■ TASK PROMPT: Return every line in the entries below where the word "black" shows up.

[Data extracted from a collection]
* * * * * * *

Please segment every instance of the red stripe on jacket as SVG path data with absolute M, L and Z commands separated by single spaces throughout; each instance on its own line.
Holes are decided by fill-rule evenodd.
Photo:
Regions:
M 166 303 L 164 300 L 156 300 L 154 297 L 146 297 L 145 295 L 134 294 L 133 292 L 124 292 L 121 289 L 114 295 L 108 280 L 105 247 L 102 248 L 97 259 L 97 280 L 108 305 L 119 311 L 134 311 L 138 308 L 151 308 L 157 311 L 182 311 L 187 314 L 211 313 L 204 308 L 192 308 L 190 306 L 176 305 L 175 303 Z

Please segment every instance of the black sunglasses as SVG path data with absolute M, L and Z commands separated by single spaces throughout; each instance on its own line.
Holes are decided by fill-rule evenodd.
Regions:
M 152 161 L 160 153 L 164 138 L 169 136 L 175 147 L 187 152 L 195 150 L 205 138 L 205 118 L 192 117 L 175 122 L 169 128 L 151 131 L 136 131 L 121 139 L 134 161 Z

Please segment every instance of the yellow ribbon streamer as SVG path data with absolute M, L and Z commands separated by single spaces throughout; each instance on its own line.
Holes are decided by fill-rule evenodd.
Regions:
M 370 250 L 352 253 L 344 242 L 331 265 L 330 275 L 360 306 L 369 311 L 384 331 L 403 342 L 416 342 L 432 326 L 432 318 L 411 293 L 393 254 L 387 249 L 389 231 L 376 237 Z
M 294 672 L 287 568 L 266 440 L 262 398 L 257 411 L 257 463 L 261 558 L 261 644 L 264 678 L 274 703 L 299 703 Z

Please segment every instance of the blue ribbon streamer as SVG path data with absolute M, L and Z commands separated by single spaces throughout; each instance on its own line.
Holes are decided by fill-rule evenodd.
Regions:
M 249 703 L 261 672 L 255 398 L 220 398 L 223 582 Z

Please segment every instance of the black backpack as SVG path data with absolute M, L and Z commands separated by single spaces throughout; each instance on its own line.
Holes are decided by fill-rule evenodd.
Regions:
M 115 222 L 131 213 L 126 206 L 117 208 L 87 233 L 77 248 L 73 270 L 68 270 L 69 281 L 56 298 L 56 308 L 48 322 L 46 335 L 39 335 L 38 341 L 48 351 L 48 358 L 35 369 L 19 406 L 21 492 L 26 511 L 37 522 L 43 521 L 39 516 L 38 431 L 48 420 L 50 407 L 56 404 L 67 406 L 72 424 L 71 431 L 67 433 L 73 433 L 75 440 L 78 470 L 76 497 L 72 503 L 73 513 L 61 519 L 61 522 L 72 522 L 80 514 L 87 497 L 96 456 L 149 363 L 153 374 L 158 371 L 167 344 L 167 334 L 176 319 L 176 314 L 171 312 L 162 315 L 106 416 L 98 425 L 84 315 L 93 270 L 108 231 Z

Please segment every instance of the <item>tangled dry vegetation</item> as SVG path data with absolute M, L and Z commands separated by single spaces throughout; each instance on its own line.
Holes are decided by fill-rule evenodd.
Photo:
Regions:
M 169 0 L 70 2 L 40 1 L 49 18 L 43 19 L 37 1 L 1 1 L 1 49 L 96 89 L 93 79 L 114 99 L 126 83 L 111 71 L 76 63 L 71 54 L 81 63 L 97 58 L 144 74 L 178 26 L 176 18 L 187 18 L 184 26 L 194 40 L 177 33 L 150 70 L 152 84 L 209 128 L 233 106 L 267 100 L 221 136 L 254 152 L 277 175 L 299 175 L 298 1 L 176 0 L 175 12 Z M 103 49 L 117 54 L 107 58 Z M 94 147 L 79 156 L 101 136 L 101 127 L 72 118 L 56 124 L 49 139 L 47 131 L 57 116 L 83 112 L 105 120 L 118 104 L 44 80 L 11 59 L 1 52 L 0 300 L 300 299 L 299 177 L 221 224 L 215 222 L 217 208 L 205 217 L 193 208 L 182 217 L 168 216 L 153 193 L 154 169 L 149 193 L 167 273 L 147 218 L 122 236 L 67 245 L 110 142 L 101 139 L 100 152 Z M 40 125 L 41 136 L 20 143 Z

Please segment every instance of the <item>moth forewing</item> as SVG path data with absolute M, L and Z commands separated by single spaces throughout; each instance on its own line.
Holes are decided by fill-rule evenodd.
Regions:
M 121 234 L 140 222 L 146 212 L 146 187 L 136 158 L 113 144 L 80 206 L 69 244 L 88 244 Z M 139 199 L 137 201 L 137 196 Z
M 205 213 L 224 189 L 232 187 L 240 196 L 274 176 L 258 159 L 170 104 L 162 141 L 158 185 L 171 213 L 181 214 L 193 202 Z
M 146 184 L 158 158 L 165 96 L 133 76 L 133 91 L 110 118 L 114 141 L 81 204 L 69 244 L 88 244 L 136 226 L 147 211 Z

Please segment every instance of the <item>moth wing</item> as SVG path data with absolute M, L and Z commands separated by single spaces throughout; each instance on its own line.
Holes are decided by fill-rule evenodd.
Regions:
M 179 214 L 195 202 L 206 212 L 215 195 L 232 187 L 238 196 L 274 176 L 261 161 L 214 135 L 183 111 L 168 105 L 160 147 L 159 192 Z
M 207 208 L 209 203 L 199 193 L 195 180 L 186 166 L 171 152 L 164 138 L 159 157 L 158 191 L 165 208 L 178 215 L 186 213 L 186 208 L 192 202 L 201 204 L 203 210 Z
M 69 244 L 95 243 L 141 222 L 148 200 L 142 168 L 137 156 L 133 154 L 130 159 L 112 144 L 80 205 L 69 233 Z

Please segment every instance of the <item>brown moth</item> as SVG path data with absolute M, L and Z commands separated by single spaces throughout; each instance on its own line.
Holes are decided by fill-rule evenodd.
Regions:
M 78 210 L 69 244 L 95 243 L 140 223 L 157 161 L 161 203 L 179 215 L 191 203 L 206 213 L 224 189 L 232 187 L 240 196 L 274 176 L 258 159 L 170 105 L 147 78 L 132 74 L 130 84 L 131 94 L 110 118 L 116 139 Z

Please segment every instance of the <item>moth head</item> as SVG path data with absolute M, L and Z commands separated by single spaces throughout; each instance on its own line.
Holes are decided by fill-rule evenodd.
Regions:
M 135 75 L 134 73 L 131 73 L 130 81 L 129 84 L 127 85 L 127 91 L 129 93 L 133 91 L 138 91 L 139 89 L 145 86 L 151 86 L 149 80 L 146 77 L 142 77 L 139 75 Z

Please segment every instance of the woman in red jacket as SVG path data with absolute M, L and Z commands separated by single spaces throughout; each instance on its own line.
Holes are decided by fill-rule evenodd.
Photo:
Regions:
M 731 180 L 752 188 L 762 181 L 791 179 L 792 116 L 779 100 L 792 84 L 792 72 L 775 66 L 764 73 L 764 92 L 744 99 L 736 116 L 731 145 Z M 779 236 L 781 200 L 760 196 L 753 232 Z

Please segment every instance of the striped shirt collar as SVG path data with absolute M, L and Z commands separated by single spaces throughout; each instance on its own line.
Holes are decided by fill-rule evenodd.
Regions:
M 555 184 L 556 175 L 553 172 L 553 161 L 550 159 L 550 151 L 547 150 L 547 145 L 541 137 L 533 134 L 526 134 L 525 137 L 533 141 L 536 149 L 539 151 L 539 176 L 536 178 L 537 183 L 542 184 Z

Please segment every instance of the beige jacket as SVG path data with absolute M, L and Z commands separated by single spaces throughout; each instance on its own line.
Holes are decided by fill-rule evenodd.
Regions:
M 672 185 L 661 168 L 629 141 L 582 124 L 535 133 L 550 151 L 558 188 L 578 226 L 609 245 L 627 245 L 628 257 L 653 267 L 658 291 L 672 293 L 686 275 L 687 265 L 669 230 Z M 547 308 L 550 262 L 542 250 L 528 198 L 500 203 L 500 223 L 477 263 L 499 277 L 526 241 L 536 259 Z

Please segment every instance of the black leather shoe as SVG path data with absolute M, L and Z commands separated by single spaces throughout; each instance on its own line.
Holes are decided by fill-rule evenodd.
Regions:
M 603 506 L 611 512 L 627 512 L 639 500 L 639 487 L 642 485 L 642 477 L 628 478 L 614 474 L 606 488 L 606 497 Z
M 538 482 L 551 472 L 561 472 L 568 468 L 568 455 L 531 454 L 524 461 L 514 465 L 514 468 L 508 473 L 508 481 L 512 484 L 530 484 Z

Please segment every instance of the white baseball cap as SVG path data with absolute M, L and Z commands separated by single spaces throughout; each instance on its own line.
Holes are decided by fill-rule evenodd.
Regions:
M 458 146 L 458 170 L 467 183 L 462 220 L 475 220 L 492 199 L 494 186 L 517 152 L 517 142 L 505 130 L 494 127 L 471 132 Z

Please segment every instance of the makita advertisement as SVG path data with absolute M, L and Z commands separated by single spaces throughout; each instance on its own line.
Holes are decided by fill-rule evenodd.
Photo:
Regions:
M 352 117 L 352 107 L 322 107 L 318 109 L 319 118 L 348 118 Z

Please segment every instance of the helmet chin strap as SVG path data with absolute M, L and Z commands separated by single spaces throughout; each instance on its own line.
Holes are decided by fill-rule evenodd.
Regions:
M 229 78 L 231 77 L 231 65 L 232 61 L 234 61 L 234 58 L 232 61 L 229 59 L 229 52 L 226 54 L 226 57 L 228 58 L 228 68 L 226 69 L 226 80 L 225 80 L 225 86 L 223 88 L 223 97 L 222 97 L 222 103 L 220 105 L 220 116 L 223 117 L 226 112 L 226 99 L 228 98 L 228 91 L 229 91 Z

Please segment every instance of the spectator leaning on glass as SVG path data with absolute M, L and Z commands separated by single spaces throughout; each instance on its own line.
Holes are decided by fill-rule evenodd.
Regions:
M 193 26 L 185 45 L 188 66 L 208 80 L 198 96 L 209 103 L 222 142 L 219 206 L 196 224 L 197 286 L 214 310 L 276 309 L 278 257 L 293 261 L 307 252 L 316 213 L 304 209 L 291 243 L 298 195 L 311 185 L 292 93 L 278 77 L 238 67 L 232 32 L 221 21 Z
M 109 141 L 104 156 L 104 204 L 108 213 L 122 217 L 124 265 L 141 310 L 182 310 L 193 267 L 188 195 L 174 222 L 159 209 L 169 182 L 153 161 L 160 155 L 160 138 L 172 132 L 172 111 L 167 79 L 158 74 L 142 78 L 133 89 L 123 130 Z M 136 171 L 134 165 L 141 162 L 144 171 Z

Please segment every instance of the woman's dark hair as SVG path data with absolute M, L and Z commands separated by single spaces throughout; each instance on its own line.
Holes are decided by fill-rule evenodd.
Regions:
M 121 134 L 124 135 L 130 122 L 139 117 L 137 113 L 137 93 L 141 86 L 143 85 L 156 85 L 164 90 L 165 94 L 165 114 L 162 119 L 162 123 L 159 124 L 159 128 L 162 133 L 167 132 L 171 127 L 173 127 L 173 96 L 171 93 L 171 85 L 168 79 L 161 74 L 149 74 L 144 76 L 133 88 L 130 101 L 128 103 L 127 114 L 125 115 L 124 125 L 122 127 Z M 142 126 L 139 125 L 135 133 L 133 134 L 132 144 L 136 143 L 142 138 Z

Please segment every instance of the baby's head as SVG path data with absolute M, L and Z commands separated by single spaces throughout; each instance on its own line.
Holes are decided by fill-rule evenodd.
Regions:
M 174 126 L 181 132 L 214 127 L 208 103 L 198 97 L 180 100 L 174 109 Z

* * * * * * *

■ SOLUTION:
Please segment every instance of the black sunglasses as SVG path data with absolute M, L and Z commands separated by single spaces throughout; each instance on its own line.
Please segment every instance of the black backpack as SVG path data with absolute M, L and Z commands separated by single spaces throughout; each instance on its own line.
Please segment every instance of the black leather shoe as SVG path data with absolute M, L and Z commands separated by single spaces throughout; each instance on its own line.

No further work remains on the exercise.